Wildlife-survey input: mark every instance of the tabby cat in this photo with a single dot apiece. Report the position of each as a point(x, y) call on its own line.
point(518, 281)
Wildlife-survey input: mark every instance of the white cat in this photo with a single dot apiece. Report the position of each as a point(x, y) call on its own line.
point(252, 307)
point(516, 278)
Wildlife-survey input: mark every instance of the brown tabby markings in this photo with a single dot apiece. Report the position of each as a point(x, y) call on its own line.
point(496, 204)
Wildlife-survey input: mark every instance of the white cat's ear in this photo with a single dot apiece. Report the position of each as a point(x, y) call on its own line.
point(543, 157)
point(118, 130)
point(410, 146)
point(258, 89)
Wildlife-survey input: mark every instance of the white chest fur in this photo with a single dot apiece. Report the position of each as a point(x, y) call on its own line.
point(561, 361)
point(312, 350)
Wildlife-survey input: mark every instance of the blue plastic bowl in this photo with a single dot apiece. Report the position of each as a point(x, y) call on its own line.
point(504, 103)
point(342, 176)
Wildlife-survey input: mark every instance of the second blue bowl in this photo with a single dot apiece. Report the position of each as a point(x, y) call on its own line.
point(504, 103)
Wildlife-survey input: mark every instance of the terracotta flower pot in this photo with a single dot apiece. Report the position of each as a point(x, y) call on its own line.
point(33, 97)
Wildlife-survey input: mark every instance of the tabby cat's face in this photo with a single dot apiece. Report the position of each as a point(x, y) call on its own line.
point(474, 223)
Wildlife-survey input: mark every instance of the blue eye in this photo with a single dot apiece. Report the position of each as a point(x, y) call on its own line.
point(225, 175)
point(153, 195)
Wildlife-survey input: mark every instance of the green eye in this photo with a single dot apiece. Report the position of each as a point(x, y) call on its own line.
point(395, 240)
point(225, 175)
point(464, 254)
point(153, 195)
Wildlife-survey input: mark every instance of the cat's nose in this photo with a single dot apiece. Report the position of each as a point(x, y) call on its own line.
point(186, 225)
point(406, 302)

::::::

== Your assignment ==
All of the material above needs to be retyped word for word.

== Written solution ==
Wildlife-survey input: mark every instance of the tabby cat in this photo with a single dot apiece. Report the position of each as a point(x, y) call on its own line.
point(518, 281)
Wildlife-survey input: mark every instance of the white cat in this photo with a single dot apiece. Report the position of each as a point(x, y) call on its own line.
point(252, 307)
point(516, 278)
Wildlife-survey input: mark every instance of the brown tabby markings in this photo with a single dot apiece. Report the position of each as a point(x, y) call on its own line.
point(496, 204)
Wildlife-survey input: mark every instance of the white cat's ear in this photo with a single dot apiece. Report the position of each as a point(x, y) call on its own line.
point(543, 157)
point(118, 130)
point(410, 146)
point(258, 89)
Wildlife-survey input: mark every instance of the white chest fur in this photo with a single dot apiece. Report the position of each as a point(x, y) call on its own line.
point(561, 361)
point(312, 350)
Wildlife-survey input: mark every instance of the blue plastic bowl in this photo with a single dot apiece. Report the position of each as a point(x, y) call on its own line.
point(504, 103)
point(342, 176)
Wildlife-survey input: mark every instance of the second blue bowl in this photo with a single dot apiece. Report the position of each as a point(x, y) call on its own line.
point(504, 103)
Wildlife-survey input: mark every instance of the terracotta flower pot in this photo with a single dot apiece. Report the position of each as a point(x, y) call on its own line.
point(33, 97)
Wildlife-survey input: mark every instance of the tabby cat's face in this photo with a single dot apiece. Report the position of each as a point(x, y) call on its own line.
point(474, 223)
Wildlife-survey input: mark every instance of the blue eye in this photo with a single dot apiece. Report the position of each as a point(x, y) call on its own line.
point(225, 175)
point(153, 195)
Wildlife-survey input: mark every instance of the green eye in this photo with a single dot apiece. Report the position of each as a point(x, y) call on its own line.
point(395, 240)
point(225, 175)
point(464, 254)
point(153, 195)
Wildlife-survey input: mark every instance of the cat's nose in this photo with a single dot apiece. Report the position of each as a point(x, y) call on its own line.
point(186, 225)
point(406, 302)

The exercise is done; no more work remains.